▶ [TASK TO COMPLETE]:
Recast the listing below as a JSON list of strings, one string per line and no strings for blank lines.
-------- RECORDS
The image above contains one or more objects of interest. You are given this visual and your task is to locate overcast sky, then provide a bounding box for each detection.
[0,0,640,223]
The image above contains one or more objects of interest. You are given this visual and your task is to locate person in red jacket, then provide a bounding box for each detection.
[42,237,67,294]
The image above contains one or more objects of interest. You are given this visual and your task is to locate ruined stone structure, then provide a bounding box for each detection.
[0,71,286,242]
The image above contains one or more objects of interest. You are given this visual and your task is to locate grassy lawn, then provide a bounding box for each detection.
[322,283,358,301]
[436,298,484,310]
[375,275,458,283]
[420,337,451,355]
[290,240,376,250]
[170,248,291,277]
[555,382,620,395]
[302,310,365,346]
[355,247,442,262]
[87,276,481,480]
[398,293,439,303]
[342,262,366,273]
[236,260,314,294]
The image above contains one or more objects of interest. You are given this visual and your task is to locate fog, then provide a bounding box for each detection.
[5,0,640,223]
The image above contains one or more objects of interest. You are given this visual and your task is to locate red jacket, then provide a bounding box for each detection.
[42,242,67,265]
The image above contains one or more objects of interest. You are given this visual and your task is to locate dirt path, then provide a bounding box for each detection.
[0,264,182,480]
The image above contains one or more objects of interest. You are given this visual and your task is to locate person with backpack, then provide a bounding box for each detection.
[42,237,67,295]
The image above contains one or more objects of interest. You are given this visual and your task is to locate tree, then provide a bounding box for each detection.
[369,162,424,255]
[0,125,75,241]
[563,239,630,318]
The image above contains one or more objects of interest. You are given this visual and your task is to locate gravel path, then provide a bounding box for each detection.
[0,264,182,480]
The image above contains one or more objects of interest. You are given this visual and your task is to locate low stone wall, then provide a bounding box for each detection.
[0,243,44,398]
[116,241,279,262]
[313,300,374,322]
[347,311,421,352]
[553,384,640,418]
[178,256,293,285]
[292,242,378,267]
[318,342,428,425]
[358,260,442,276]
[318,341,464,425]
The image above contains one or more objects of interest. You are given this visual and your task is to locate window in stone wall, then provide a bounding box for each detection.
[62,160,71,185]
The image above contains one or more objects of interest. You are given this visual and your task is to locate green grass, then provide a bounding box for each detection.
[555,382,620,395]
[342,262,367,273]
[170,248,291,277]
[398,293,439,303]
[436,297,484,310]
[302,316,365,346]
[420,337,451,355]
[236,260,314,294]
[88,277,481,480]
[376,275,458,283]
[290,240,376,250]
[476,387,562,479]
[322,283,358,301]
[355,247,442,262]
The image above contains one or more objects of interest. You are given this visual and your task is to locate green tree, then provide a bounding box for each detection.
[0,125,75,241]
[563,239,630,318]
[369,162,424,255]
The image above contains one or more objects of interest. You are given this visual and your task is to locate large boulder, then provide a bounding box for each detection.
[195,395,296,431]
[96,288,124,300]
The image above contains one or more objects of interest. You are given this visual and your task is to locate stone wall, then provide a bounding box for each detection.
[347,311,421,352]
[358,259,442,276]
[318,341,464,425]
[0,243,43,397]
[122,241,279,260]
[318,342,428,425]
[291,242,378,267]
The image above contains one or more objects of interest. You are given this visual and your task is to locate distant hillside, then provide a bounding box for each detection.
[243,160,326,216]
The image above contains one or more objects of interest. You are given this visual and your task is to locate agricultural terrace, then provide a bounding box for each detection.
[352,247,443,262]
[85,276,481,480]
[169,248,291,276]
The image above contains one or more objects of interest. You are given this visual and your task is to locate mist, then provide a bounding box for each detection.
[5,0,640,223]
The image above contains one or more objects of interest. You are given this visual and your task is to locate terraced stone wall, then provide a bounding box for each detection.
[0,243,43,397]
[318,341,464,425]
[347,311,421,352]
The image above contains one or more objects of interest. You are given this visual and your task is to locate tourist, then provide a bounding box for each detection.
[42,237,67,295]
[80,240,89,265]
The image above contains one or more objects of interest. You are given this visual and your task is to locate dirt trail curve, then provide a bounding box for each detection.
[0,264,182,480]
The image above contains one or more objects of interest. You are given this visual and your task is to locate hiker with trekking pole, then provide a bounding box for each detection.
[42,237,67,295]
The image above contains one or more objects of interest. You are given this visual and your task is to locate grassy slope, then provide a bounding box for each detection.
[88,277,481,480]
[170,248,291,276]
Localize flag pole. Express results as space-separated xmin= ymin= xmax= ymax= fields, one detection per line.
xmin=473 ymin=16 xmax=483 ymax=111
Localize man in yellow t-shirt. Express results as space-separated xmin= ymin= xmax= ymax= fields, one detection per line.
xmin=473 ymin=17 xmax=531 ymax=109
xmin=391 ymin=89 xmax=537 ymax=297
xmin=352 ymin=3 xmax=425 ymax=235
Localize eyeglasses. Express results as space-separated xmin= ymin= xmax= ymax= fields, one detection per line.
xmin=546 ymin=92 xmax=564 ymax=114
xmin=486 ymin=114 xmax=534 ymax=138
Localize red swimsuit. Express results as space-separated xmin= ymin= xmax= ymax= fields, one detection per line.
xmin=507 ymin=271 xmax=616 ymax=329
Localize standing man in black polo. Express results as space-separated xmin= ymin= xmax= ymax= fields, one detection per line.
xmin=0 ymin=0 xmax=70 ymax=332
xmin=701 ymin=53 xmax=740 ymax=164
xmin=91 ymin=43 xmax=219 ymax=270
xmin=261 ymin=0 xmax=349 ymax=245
----------------
▶ [SOLUTION TO THE EXERCISE]:
[
  "The image above contains one or more objects of interest. You are given this visual and your task is to locate overcast sky, then provide a bounding box for each detection.",
  "[0,0,640,223]",
  "The image above contains one or more objects of interest. You are given this visual and your task is to locate person in red jacket, then provide a bounding box for each detection.",
  "[42,237,67,294]",
  "The image above contains one or more objects of interest. You are given this visual and your task is to locate ruined stone structure, then provide a bounding box for each detection.",
  "[0,71,286,242]",
  "The image above contains one or more objects of interest. You are given this visual and your task is to locate grassy lawn, then provide a bounding box for each detection.",
  "[322,283,358,301]",
  "[436,298,484,310]",
  "[375,275,458,283]",
  "[420,337,451,355]",
  "[290,240,376,250]",
  "[170,248,291,277]",
  "[555,382,620,395]",
  "[302,310,365,346]",
  "[355,247,442,262]",
  "[87,276,481,480]",
  "[398,293,439,303]",
  "[342,262,366,273]",
  "[236,260,314,294]",
  "The image above contains one or more objects of interest. You are given this visual and your task is to locate fog, then provide a bounding box for each detection.",
  "[5,0,640,223]",
  "The image above contains one or more objects of interest. You are given this visual and your task is to locate red jacket, then provide a bounding box for each detection.",
  "[42,242,67,265]",
  "The image above contains one or more objects of interest. You are given this visual and your task is to locate dirt path, then provide a bounding box for each detection.",
  "[0,264,182,480]",
  "The image above contains one or more objects of interest. You are given this visual and your task is to locate person with backpack, then provide a bounding box for each detection.",
  "[42,237,67,295]",
  "The image above contains one or more objects of interest. You are given this visual and your task is to locate tree, then provide a bounding box for each detection.",
  "[369,162,424,255]",
  "[0,125,75,241]",
  "[563,239,630,318]",
  "The image above contains one or more objects of interest. You are given this visual and your task is to locate gravel path, then provide a bounding box for each detection.",
  "[0,264,182,480]",
  "The image above contains one or more objects of interest. You are given this visual and your task is to locate low stone wall, then provide a bounding box for each detection.",
  "[0,243,44,398]",
  "[116,241,279,262]",
  "[313,300,374,322]",
  "[347,311,421,352]",
  "[553,384,640,418]",
  "[178,256,293,285]",
  "[292,242,378,267]",
  "[318,342,428,425]",
  "[358,260,442,276]",
  "[318,341,464,425]",
  "The image above contains one or more objects of interest. You are given this visual and your task is to locate window in stone wall, then provide a bounding box for each detection.",
  "[62,160,71,185]",
  "The image above contains one or more objects of interest. You are given this visual and your task is to locate green grass, then provide a bounding box for each detection.",
  "[555,382,620,395]",
  "[342,262,367,273]",
  "[170,248,291,277]",
  "[398,293,439,303]",
  "[436,297,484,310]",
  "[302,316,365,346]",
  "[420,337,451,355]",
  "[236,260,314,294]",
  "[88,277,481,480]",
  "[376,275,458,283]",
  "[290,240,376,250]",
  "[476,387,562,479]",
  "[322,283,358,301]",
  "[355,247,442,262]",
  "The image above contains one or more objects of interest. You are given this visual and your task is to locate green tree, then provide a bounding box for each detection.",
  "[0,125,75,241]",
  "[563,239,630,318]",
  "[369,162,424,255]",
  "The image above contains one or more objects of interest. You are given this visual and your task is to locate large boulder, then provide a bounding box for each detection.",
  "[195,395,296,431]",
  "[96,288,124,300]",
  "The image above contains one or more objects of interest. You are given this visual and your task is to locate stone wall, then provide a bounding box for each detection.",
  "[347,311,421,352]",
  "[358,259,442,276]",
  "[318,341,464,425]",
  "[0,243,43,397]",
  "[122,241,279,260]",
  "[318,342,428,425]",
  "[291,242,378,267]",
  "The image above contains one or more objects of interest. You are given this visual and your task is to locate distant hillside, then provide a bounding box for each detection.",
  "[243,160,326,216]",
  "The image above contains one or more objects of interest. You are given this visual and your task is to locate agricultural terrace, then provide a bounding box for each detection.",
  "[352,247,443,262]",
  "[85,276,481,480]",
  "[169,248,291,276]",
  "The image above contains one or more objects of interest. You are given this visual and your task is to locate mist, then provide a bounding box for each detection.",
  "[5,0,640,223]",
  "The image above contains one or more objects of interest. You are given this visual and your task is to locate terraced stone wall, then provide a bounding box for each detection.",
  "[0,243,43,397]",
  "[318,341,464,425]",
  "[347,311,421,352]",
  "The image above contains one or more objects of interest. You are given this visual and your task is to locate tourist, then provide a bounding box for each detection.",
  "[42,237,67,295]",
  "[80,240,89,265]",
  "The image above contains one or more objects of interest. You are given this visual and your task is to locate dirt trail curve, then provide a bounding box for each detection.",
  "[0,264,182,480]",
  "The image above contains one or more objects of interest. You are given this visual and your task is to locate hiker with trekking pole, then provide a bounding box for each detection.",
  "[42,237,67,295]",
  "The image above contains one or more objects of interest. You are given this visual and your task is to locate grassy slope, then provide a bounding box for each detection.",
  "[88,277,481,480]",
  "[170,248,291,276]",
  "Localize flag pole. Express results as space-separated xmin= ymin= xmax= ymax= fields, one detection per line.",
  "xmin=473 ymin=16 xmax=483 ymax=111",
  "Localize man in yellow t-shirt. Express results as space-separated xmin= ymin= xmax= ymax= fields, one detection per line.",
  "xmin=473 ymin=17 xmax=531 ymax=109",
  "xmin=391 ymin=89 xmax=537 ymax=297",
  "xmin=352 ymin=3 xmax=425 ymax=235",
  "Localize eyeglasses. Express results as space-separated xmin= ymin= xmax= ymax= fields, one detection per line.",
  "xmin=546 ymin=92 xmax=564 ymax=114",
  "xmin=486 ymin=114 xmax=534 ymax=138",
  "Localize red swimsuit. Express results as space-separated xmin= ymin= xmax= ymax= fields, one detection per line.",
  "xmin=507 ymin=271 xmax=616 ymax=329",
  "Localize standing man in black polo. Express results as space-separated xmin= ymin= xmax= ymax= fields, one detection per line.",
  "xmin=0 ymin=0 xmax=70 ymax=332",
  "xmin=701 ymin=53 xmax=740 ymax=164",
  "xmin=91 ymin=43 xmax=219 ymax=270",
  "xmin=261 ymin=0 xmax=349 ymax=245"
]